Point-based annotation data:
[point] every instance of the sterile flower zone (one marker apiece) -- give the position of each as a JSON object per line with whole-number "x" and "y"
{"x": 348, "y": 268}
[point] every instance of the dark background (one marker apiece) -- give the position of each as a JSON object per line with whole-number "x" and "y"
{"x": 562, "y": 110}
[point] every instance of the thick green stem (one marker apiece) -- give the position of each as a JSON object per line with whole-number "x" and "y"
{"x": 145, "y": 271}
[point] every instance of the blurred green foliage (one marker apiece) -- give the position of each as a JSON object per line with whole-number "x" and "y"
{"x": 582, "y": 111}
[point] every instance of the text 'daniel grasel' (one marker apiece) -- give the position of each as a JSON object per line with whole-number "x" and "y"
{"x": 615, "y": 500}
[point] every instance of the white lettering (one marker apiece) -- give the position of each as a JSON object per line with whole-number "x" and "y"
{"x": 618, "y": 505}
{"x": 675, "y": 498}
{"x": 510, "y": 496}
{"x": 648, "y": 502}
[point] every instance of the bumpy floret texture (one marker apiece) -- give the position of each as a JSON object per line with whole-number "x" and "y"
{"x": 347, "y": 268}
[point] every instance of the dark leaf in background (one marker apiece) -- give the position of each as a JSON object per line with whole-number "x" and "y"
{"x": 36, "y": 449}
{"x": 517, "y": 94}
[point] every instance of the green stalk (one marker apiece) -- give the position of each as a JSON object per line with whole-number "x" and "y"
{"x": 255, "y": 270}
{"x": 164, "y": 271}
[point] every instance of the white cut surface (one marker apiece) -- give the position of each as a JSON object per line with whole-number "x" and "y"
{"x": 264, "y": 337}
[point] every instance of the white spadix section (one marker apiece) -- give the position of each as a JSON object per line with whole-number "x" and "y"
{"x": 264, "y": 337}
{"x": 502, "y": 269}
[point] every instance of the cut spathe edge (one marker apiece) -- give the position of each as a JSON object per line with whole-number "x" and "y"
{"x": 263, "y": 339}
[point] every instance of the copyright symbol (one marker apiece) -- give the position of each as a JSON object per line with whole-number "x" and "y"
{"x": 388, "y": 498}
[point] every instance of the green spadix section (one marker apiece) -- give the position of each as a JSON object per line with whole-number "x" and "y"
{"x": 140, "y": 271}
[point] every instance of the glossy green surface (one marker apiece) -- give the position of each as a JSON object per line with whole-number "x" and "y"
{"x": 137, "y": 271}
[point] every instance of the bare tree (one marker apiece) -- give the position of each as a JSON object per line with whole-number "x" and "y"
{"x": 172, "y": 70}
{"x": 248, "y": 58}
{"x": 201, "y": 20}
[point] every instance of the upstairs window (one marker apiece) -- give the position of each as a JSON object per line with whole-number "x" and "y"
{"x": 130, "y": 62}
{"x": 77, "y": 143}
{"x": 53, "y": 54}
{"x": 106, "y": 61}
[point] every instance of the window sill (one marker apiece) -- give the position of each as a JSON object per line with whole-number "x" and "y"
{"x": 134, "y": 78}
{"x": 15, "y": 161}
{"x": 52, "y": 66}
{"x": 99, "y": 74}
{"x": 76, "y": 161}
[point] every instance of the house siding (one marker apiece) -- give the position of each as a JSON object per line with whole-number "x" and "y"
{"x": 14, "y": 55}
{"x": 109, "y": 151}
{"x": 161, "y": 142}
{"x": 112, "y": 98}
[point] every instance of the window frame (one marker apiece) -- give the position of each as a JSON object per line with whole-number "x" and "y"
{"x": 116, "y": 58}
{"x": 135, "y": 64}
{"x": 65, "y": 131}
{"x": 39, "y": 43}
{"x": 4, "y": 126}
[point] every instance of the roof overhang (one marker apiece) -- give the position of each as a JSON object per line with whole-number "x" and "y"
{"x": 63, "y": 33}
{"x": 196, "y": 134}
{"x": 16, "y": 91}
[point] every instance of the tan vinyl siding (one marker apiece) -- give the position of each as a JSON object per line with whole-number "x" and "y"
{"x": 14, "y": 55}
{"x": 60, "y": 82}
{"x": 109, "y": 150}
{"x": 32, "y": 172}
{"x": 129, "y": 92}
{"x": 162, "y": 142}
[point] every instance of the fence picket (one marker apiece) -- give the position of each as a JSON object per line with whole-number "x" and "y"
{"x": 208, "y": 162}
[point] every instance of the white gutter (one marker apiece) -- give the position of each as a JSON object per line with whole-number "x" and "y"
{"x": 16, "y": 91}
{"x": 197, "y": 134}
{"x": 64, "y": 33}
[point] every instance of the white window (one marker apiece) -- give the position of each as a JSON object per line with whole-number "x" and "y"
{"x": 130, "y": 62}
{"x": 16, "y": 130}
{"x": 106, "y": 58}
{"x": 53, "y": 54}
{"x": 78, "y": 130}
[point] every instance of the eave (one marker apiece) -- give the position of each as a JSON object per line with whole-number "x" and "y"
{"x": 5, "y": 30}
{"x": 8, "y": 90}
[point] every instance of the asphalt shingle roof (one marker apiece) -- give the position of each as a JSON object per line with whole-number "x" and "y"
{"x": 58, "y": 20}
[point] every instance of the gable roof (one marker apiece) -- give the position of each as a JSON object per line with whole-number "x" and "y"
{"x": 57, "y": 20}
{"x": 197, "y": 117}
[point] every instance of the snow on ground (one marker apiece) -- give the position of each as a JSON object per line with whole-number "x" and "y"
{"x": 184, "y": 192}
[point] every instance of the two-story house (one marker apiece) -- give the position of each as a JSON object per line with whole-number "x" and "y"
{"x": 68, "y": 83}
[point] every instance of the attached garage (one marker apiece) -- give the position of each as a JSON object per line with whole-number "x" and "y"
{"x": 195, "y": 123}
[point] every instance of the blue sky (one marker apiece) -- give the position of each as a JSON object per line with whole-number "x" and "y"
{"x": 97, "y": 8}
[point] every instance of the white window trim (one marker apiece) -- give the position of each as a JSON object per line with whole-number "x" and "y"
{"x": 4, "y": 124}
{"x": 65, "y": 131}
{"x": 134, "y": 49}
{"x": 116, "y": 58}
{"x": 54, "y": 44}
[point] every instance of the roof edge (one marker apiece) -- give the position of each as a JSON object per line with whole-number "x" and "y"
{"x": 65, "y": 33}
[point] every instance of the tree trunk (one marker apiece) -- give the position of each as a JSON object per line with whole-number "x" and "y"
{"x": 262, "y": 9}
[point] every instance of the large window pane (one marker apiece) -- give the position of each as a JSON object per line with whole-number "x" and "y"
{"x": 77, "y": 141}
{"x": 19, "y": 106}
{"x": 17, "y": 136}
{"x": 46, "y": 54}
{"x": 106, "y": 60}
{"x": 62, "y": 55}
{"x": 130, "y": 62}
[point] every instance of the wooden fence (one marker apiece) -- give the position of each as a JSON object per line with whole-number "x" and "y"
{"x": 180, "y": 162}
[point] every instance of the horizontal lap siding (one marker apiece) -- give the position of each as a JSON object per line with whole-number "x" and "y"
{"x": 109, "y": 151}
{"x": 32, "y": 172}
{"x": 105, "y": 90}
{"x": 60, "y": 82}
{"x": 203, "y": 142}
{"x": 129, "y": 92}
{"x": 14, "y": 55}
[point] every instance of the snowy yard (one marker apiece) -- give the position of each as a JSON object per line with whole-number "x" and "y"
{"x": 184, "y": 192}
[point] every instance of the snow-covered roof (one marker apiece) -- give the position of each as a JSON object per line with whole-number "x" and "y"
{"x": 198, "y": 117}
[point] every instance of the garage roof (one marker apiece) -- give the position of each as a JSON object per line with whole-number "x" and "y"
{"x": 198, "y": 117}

WORK REQUIRED:
Repeat every line of the material exactly as given.

EXERCISE ANSWER:
[point] every instance of the sterile flower zone (one marker apiece) -- give the position of each as a JSON object per line with whole-number "x" and "y"
{"x": 348, "y": 268}
[point] every instance of the dark background (one marker apiece) -- give the position of each as a JSON object per line with whole-number "x" and "y"
{"x": 562, "y": 110}
[point] every instance of the thick green stem (one marker apiece) -- give the position of each as a JSON object per line with whole-number "x" and "y"
{"x": 145, "y": 271}
[point] every instance of the blurred green foliage (one marker apiece) -- give the position of each as a JSON object per line with whole-number "x" and "y"
{"x": 582, "y": 111}
[point] every instance of the text 'daniel grasel' (one marker apiece) -- give the position of each as a JSON object per line with whole-number "x" and "y"
{"x": 615, "y": 500}
[point] every instance of the white lettering (one marker apiece) -- give the position of each as a JSON object per line with whole-number "x" and "y"
{"x": 618, "y": 505}
{"x": 675, "y": 498}
{"x": 510, "y": 496}
{"x": 648, "y": 502}
[point] every instance of the bumpy floret texture (one marker apiece) -- give the position of each as a JSON object per line with whole-number "x" and "y"
{"x": 347, "y": 268}
[point] every instance of the dark leaf in background (one marker apiece) -- give the position of each as a JSON object per line with whole-number "x" and "y"
{"x": 36, "y": 449}
{"x": 517, "y": 94}
[point] every instance of the green stalk (one marker apiece) -- give the position of each as a JSON object per line with whole-number "x" and "y"
{"x": 255, "y": 270}
{"x": 164, "y": 271}
[point] every instance of the white cut surface (one marker apiece) -- give the position of each as a JSON object per line with whole-number "x" and "y"
{"x": 264, "y": 337}
[point] every instance of the white spadix section (one marker apiece) -- give the position of each as a JSON object per line with whole-number "x" and "y"
{"x": 264, "y": 337}
{"x": 502, "y": 269}
[point] every instance of the cut spathe edge (one marker apiece) -- give the position of each as a JSON object per line with whole-number "x" and "y"
{"x": 263, "y": 339}
[point] every instance of the copyright symbol (one marker apiece) -- give the position of each as a JSON object per line with whole-number "x" and "y"
{"x": 388, "y": 498}
[point] every instance of the green spadix section (one marker apiece) -- give the position of each as a JSON object per line with whole-number "x" and "y"
{"x": 140, "y": 271}
[point] every instance of the glossy green surface (one marker apiece) -- give the position of each as a JSON object per line with whole-number "x" and "y"
{"x": 137, "y": 271}
[point] every instance of the bare tree (one marker apiece) -- give the position of each as a JSON object per line with whole-number "x" and "y"
{"x": 172, "y": 70}
{"x": 248, "y": 58}
{"x": 201, "y": 20}
[point] every instance of the upstairs window (one marker apiece) -- give the position of each as a JSON object per line with whole-number "x" and "y"
{"x": 130, "y": 62}
{"x": 77, "y": 143}
{"x": 53, "y": 54}
{"x": 106, "y": 61}
[point] every instance of the window sill (one marker apiece) -- give the position of each as a JSON object per line with whole-number "x" and "y"
{"x": 134, "y": 78}
{"x": 15, "y": 161}
{"x": 52, "y": 66}
{"x": 99, "y": 74}
{"x": 76, "y": 161}
[point] every instance of the house siding (one marker apiece) -- give the position of each as a JSON object per line with whole-number "x" and "y"
{"x": 14, "y": 55}
{"x": 109, "y": 151}
{"x": 161, "y": 142}
{"x": 112, "y": 98}
[point] every instance of the window frame (one marker apiece) -- give the position of each as a JSON object per line with whole-number "x" and "y"
{"x": 116, "y": 58}
{"x": 135, "y": 64}
{"x": 65, "y": 131}
{"x": 39, "y": 43}
{"x": 4, "y": 126}
[point] every instance of the roof overhang (one marker apiece) -- give the position of each as a JSON object per line with whole-number "x" and "y"
{"x": 63, "y": 33}
{"x": 196, "y": 134}
{"x": 16, "y": 91}
[point] every instance of the tan vinyl siding (one marker apiece) -- give the position of each as a JSON object per line with whole-number "x" and "y"
{"x": 14, "y": 55}
{"x": 60, "y": 82}
{"x": 109, "y": 150}
{"x": 32, "y": 172}
{"x": 129, "y": 92}
{"x": 162, "y": 142}
[point] every instance of the fence picket (one marker apiece) -- give the position of each as a JSON object per line with whole-number "x" and "y"
{"x": 208, "y": 162}
[point] every instance of the white gutter (one marker apiece) -- give the position of each as a JSON object per line with whole-number "x" and "y"
{"x": 16, "y": 91}
{"x": 197, "y": 134}
{"x": 64, "y": 33}
[point] every instance of the white window (one marker apiece) -- give the position of each as a JSON object per line with whole-number "x" and "y"
{"x": 130, "y": 62}
{"x": 16, "y": 130}
{"x": 106, "y": 58}
{"x": 53, "y": 54}
{"x": 78, "y": 130}
[point] every instance of the eave (one marker apiece) -- give the position of each as a JSON object per line with whole-number "x" and "y"
{"x": 5, "y": 30}
{"x": 8, "y": 90}
[point] every instance of the asphalt shingle roof (one marker apiece) -- give the position of each as a JSON object per line with whole-number "x" and "y"
{"x": 58, "y": 20}
[point] every instance of the gable roof (one marker apiece) -- give the position of each as a JSON object per line with whole-number "x" and "y"
{"x": 57, "y": 20}
{"x": 197, "y": 117}
[point] every instance of the snow on ground (one marker apiece) -- give the position of each as a JSON object per line with whole-number "x" and "y"
{"x": 184, "y": 192}
[point] every instance of the two-story house (one marker apiece) -- give the position of each as a JSON object per line with whole-number "x" and "y"
{"x": 68, "y": 83}
[point] every instance of the attached garage (one marker apiece) -- give the position of each as a JSON object per line with whole-number "x" and "y"
{"x": 195, "y": 123}
[point] every instance of the blue sky (one marker apiece) -- give the position of each as a JSON object per line with whole-number "x" and "y"
{"x": 97, "y": 8}
[point] every instance of the white window trim (one marker apiece) -- give the position of each as a JSON object per line with whole-number "x" and "y"
{"x": 4, "y": 124}
{"x": 65, "y": 131}
{"x": 134, "y": 49}
{"x": 116, "y": 58}
{"x": 54, "y": 44}
[point] every instance of the roof edge (one marker apiece) -- give the position of each as a JSON object per line with whole-number "x" and "y"
{"x": 65, "y": 33}
[point] every instance of the tree trunk (one marker apiece) -- give the position of each as a JSON object per line with whole-number "x" and "y"
{"x": 262, "y": 9}
[point] every instance of the large window pane (one marker apiece) -- give the position of each as a JSON object per line with whole-number "x" and "y"
{"x": 77, "y": 141}
{"x": 19, "y": 106}
{"x": 17, "y": 136}
{"x": 46, "y": 54}
{"x": 106, "y": 60}
{"x": 62, "y": 55}
{"x": 130, "y": 62}
[point] every instance of the wooden fence (one marker apiece) -- give the position of each as a JSON object per line with whole-number "x" and "y"
{"x": 180, "y": 162}
[point] every instance of the horizontal lap siding (one marker apiece) -- give the position of each as a JSON object per line with whole-number "x" and "y"
{"x": 109, "y": 151}
{"x": 32, "y": 172}
{"x": 105, "y": 90}
{"x": 60, "y": 82}
{"x": 203, "y": 142}
{"x": 129, "y": 92}
{"x": 14, "y": 55}
[point] every instance of the snowy yard (one marker apiece) -- give the position of each as a JSON object per line with whole-number "x" and "y"
{"x": 184, "y": 192}
[point] every instance of the snow-covered roof (one marker apiece) -- give the position of each as a JSON object per line with whole-number "x" and "y"
{"x": 198, "y": 117}
[point] every instance of the garage roof (one marker apiece) -- give the position of each as a JSON object per line with whole-number "x" and "y"
{"x": 198, "y": 117}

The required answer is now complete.